== Goals ==
1) Write out the passage on in-context and in-weights learning, starting at "Transformer-based architectures have" and ending at "from in-weights learning.".
2) In the passage on in-context and in-weights learning, what does "prompt tuning" refer to?
3) Decide whether each statement agrees with the passage on in-context and in-weights learning, answering yes or no and quoting the deciding words:
(a) In-context learning relies on gradient updates to the model's weights.
(b) Using information stored in weights during training is called "in-weights learning."
(c) Understanding the inductive biases of in-context learning is described as important.

== Document extract ==
Transformers generalize differently from information stored in context vs in weights

Stephanie C. Y. Chan, Ishita Dasgupta, Junkyung Kim, Dharshan Kumaran, Andrew K. Lampinen, Felix Hill

Introduction

Transformer-based architectures have an impressive ability to use both information stored in weights during training (“in-weights learning”), and information stored only in the inputs provided at inference time (without any gradient updates to the weights of the model; “in-context learning”) (Chan et al., 2022). In-context learning on pretrained models enables learning efficiently from a few examples (“few-shot learning") (Brown et al., 2020), or even efficiently compressing a large dataset (“prompt tuning") (Li and Liang, 2021; Lester et al., 2021; Sun et al., 2022). Given the evident current and future potential for this new learning paradigm, it is important and useful to understand its inductive biases, especially how it differs from in-weights learning.

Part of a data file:
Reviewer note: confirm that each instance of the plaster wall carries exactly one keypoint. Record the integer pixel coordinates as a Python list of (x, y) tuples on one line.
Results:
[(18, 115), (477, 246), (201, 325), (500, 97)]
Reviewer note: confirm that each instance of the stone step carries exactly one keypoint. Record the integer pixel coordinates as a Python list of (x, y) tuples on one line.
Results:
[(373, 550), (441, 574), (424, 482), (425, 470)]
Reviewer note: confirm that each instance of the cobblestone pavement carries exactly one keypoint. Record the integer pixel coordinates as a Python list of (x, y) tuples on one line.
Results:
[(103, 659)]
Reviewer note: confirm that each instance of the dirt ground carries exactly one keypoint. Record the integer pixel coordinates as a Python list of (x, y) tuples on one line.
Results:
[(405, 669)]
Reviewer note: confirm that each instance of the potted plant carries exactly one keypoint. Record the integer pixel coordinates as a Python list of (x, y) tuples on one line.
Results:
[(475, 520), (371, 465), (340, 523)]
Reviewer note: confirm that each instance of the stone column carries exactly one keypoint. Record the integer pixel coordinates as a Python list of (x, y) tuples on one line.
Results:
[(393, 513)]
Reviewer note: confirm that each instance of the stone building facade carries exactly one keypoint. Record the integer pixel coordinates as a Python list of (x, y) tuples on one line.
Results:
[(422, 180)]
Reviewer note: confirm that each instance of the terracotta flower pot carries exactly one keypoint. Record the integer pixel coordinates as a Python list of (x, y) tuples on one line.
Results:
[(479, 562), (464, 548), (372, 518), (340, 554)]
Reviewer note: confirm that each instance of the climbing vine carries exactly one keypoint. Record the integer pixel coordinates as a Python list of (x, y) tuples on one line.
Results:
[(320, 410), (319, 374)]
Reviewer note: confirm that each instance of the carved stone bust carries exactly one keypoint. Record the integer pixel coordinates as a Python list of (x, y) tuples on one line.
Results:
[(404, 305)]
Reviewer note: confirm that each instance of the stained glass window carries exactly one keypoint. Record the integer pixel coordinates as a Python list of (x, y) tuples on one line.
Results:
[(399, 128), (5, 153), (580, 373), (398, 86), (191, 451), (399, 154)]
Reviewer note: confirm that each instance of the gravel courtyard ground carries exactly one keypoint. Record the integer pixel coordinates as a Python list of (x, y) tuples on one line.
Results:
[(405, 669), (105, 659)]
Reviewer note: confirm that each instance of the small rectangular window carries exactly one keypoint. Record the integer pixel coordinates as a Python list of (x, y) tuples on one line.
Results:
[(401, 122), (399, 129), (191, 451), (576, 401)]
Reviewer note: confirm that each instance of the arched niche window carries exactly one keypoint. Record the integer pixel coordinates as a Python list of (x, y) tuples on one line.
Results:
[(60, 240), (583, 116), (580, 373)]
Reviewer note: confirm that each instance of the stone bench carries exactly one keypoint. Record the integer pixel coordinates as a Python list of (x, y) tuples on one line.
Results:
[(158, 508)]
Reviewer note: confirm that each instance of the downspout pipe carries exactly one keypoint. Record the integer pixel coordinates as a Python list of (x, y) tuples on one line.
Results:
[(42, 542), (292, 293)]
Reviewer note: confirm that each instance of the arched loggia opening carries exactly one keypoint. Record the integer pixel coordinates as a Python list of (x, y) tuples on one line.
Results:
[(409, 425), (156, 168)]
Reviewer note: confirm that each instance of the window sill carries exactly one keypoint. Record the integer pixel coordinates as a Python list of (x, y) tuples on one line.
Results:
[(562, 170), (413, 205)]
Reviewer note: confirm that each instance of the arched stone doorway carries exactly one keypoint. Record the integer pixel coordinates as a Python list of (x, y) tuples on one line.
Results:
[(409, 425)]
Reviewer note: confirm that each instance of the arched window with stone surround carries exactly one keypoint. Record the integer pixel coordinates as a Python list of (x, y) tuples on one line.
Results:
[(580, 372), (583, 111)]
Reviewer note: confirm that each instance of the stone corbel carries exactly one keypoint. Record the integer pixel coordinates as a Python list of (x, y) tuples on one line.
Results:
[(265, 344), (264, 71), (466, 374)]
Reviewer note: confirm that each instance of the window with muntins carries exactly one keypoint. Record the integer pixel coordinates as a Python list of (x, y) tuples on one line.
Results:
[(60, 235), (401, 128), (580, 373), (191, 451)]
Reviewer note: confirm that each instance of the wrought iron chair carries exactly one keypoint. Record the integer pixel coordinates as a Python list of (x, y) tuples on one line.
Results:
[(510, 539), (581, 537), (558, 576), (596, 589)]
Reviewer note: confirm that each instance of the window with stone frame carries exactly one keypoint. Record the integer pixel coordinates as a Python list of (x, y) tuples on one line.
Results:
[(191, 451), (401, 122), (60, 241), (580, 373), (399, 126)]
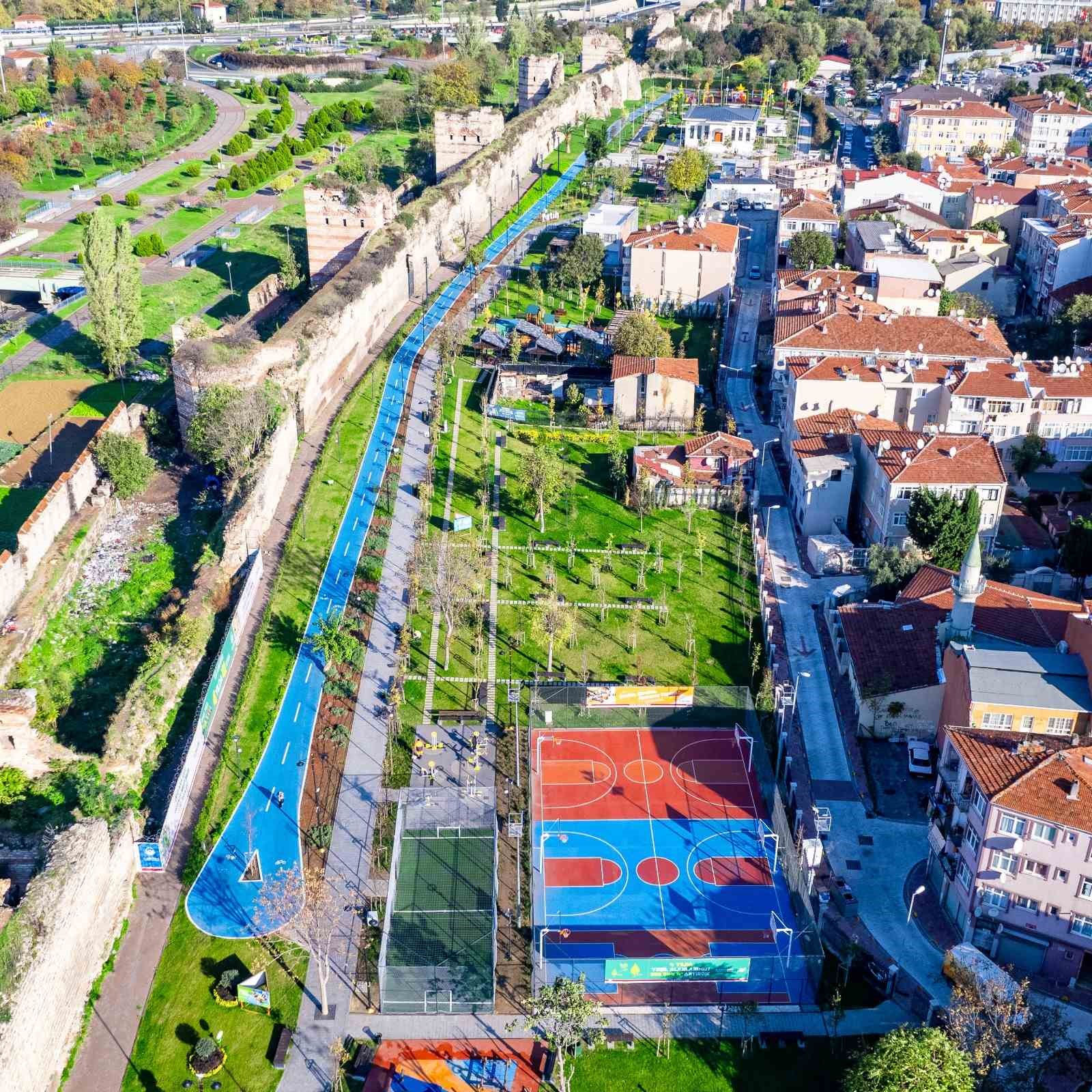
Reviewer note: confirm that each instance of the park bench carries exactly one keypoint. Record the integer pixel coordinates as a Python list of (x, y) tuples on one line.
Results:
[(462, 715), (781, 1039), (615, 1037), (281, 1051)]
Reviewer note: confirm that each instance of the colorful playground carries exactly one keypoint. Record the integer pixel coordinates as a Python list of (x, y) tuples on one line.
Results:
[(657, 872)]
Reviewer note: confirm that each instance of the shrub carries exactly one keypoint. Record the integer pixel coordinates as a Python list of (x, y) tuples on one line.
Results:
[(149, 244), (124, 461)]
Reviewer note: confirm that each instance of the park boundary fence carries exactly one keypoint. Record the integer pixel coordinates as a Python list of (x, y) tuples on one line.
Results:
[(440, 948), (153, 850)]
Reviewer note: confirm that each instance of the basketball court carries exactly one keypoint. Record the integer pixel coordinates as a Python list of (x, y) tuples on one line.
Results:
[(655, 870)]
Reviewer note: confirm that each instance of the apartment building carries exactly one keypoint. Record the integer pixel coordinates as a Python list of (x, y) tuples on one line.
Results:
[(804, 211), (693, 267), (895, 465), (1009, 840), (1050, 125), (1040, 12), (953, 128), (720, 130), (922, 94)]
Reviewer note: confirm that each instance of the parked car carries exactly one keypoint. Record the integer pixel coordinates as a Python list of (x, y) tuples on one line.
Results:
[(919, 758)]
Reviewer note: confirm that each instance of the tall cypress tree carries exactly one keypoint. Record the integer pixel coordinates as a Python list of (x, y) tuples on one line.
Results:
[(112, 276)]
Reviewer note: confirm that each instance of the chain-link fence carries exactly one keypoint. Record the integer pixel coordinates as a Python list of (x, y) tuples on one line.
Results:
[(440, 937)]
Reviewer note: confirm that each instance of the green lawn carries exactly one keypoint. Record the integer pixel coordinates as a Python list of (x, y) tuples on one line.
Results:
[(180, 1009), (709, 1065), (16, 506), (69, 238), (198, 119)]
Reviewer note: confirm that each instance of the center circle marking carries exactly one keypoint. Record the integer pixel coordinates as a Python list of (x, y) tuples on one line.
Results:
[(642, 771), (658, 872)]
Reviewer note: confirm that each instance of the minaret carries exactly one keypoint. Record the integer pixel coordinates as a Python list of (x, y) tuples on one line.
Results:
[(966, 589)]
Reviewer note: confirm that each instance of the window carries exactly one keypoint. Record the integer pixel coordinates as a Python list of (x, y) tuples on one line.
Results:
[(964, 874), (979, 803), (1081, 925), (1059, 725)]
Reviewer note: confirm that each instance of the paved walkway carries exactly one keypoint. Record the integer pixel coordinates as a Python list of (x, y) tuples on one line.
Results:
[(105, 1054)]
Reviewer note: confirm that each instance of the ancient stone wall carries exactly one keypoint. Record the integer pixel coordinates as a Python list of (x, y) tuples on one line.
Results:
[(538, 76), (66, 925), (599, 48), (463, 134), (336, 229), (53, 513)]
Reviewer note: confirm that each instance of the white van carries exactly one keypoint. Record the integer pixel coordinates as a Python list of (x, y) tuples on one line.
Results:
[(990, 979)]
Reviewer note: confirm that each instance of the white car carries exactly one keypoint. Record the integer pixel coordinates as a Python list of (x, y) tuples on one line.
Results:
[(919, 759)]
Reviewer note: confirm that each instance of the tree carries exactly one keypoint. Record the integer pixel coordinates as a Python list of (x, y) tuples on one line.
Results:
[(1077, 549), (811, 250), (334, 640), (124, 461), (688, 171), (453, 578), (642, 336), (304, 910), (542, 476), (112, 276), (1031, 453), (553, 620), (565, 1017), (912, 1059), (231, 425)]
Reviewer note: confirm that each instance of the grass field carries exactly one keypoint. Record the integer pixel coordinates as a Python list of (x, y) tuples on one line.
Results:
[(709, 1065), (184, 1010)]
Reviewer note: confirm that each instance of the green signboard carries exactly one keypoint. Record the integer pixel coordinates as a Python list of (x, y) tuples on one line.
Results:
[(678, 970)]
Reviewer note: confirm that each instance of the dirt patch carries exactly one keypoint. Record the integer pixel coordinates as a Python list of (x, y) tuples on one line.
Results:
[(42, 463), (25, 405)]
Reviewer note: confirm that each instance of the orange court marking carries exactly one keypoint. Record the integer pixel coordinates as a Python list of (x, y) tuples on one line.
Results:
[(573, 771), (713, 771)]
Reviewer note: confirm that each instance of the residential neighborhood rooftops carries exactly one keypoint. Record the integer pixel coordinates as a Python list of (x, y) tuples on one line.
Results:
[(1003, 611), (672, 366)]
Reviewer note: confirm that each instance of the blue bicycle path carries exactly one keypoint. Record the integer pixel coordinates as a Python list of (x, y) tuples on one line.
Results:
[(221, 902)]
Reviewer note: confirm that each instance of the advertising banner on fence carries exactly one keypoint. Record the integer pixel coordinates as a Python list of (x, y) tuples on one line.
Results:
[(153, 853), (678, 970), (639, 697)]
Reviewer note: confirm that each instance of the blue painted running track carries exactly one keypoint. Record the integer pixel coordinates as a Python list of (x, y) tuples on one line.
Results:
[(221, 902)]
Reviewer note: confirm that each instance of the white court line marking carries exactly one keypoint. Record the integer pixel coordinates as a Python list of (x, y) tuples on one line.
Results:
[(652, 833)]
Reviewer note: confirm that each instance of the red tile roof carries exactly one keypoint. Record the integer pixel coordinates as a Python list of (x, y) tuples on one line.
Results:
[(1003, 611), (672, 366), (893, 647), (723, 238)]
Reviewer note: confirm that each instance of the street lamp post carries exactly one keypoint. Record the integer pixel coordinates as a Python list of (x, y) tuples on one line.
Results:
[(910, 912)]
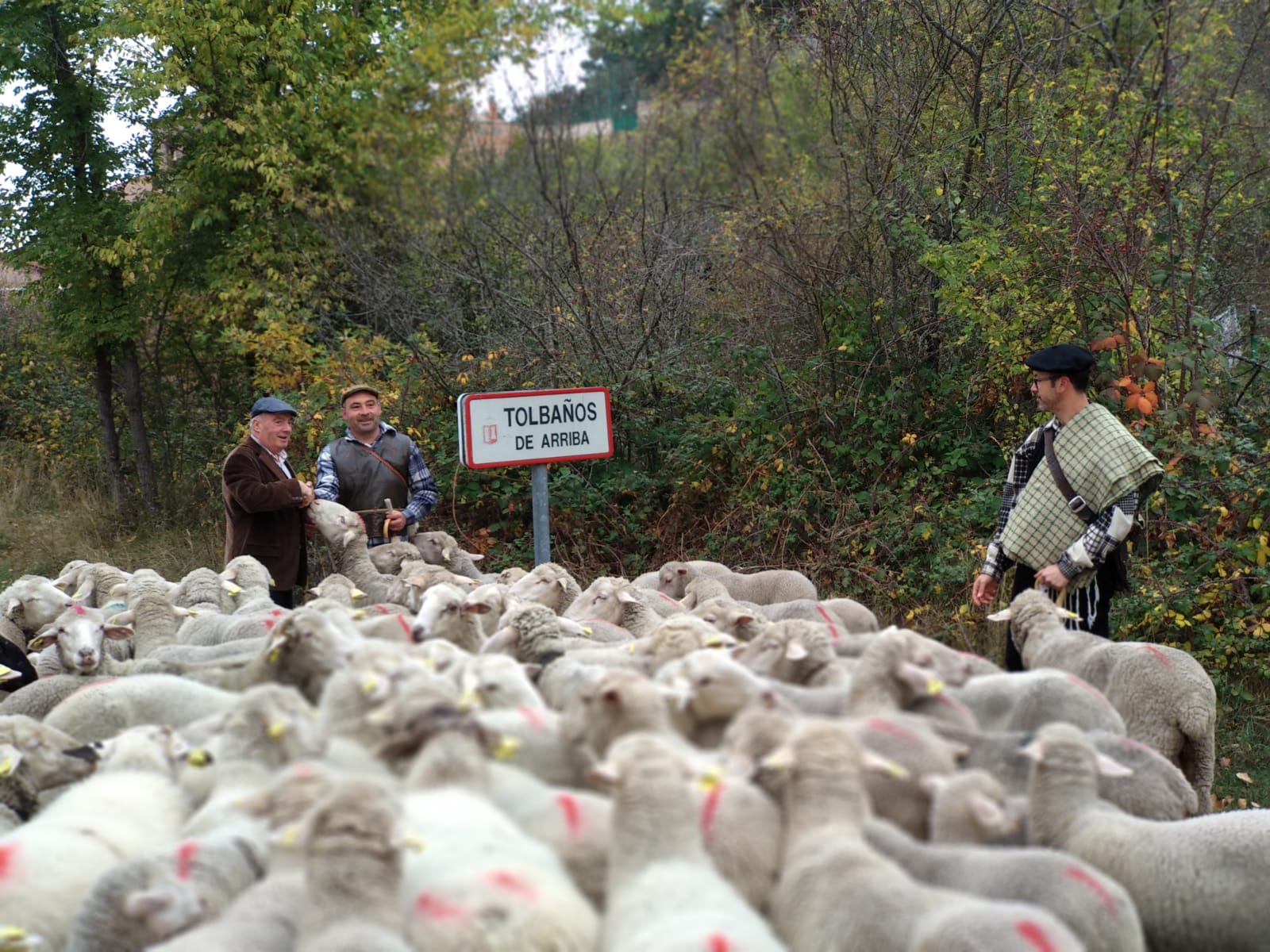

== Set of answers ==
1)
Transformer-based architectures have an impressive ability to use both information stored in weights during training (“in-weights learning”), and information stored only in the inputs provided at inference time (without any gradient updates to the weights of the model; “in-context learning”) (Chan et al., 2022). In-context learning on pretrained models enables learning efficiently from a few examples (“few-shot learning") (Brown et al., 2020), or even efficiently compressing a large dataset (“prompt tuning") (Li and Liang, 2021; Lester et al., 2021; Sun et al., 2022). Given the evident current and future potential for this new learning paradigm, it is important and useful to understand its inductive biases, especially how it differs from in-weights learning.

2) Efficiently compressing a large dataset.

3)
(a) No: "without any gradient updates to the weights of the model"
(b) Yes: "information stored in weights during training (“in-weights learning”)"
(c) Yes: "it is important and useful to understand its inductive biases"